━━ Informações apresentadas ━━
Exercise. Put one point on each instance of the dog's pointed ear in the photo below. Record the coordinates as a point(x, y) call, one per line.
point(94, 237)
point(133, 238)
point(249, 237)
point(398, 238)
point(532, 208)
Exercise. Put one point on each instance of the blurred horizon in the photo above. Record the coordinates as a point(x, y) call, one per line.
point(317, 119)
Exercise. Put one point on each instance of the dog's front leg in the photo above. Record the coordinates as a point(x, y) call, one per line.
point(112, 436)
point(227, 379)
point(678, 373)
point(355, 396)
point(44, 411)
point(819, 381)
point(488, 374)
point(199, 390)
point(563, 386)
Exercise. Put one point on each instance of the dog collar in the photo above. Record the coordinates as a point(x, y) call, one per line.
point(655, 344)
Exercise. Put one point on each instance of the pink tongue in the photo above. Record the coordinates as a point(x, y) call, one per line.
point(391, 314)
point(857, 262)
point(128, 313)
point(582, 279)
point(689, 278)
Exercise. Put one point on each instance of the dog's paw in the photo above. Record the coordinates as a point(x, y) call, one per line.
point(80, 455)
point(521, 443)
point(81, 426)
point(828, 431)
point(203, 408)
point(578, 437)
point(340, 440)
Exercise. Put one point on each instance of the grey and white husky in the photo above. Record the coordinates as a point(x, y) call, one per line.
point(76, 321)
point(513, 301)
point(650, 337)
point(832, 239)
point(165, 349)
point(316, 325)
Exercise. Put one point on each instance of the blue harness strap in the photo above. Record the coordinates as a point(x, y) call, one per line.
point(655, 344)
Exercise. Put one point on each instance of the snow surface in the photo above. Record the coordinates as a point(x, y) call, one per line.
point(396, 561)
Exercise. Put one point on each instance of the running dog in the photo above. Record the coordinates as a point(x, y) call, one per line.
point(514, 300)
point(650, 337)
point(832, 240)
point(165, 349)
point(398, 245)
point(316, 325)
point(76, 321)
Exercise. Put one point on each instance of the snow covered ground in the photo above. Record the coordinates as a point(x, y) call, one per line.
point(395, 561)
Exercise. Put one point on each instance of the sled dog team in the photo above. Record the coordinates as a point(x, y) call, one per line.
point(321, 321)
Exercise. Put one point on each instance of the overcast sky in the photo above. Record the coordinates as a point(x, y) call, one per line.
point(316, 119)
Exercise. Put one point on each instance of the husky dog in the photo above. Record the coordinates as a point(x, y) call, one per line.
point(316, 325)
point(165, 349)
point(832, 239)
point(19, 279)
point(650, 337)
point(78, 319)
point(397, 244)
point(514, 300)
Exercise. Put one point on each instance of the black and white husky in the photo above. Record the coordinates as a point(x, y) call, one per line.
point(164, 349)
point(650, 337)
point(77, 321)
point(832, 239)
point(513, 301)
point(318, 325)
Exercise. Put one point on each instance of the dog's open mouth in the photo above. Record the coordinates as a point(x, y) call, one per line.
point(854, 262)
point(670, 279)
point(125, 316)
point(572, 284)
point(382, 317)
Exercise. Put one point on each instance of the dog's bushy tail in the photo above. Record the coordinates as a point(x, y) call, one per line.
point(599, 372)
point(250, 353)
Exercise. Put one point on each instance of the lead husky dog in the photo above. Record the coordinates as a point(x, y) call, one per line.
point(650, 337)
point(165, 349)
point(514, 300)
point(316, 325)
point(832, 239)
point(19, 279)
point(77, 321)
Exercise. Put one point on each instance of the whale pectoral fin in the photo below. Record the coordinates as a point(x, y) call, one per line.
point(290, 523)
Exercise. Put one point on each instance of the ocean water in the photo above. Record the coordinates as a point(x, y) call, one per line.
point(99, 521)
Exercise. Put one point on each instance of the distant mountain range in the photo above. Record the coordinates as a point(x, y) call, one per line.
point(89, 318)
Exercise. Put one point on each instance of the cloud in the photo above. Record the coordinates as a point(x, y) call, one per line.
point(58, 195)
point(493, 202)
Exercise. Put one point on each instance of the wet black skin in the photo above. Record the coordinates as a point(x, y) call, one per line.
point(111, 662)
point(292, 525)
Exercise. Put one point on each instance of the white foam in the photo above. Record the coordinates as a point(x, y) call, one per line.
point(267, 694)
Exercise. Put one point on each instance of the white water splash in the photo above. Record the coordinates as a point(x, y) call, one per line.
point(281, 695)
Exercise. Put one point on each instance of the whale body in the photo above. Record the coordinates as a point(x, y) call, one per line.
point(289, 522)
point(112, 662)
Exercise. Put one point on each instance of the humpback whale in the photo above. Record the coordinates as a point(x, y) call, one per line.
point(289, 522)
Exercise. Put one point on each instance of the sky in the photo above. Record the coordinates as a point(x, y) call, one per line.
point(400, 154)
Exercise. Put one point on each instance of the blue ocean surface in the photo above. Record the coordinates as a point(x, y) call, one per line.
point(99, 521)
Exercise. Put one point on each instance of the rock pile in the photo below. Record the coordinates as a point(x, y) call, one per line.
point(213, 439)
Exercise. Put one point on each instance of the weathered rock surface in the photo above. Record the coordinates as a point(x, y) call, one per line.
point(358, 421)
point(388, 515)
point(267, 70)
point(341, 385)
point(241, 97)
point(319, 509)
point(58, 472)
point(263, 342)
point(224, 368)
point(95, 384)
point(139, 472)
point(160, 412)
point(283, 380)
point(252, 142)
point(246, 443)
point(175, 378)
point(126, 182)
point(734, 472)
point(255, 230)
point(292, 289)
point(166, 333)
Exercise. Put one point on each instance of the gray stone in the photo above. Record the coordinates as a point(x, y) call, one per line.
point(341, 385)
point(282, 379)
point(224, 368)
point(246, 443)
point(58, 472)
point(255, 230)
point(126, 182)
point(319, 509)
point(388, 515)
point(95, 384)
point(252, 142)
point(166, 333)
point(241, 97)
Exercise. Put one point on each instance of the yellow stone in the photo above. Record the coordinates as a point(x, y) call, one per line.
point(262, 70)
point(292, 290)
━━━
▶ [Tarefa proposta]: Reescreva integralmente as linhas que começam na que contém "Exercise. Put one point on each instance of the wet" e terminam na que contém "point(281, 695)", sem omitir nenhuma e sem acrescentar outras. Ao fazê-lo, desloque em 143 unidades cada coordenada das respostas.

▶ [Resolução do exercício]:
Exercise. Put one point on each instance of the wet black skin in the photo above. Record the coordinates as a point(x, y) call, one per line.
point(254, 805)
point(435, 668)
Exercise. Put one point on each instance of the white foam in the photo above. Record the coordinates as a point(x, y) call, one per line.
point(410, 837)
Exercise. Put one point on each instance of the white water splash in the photo above. Record the coordinates as a point(x, y) call, one per line.
point(424, 838)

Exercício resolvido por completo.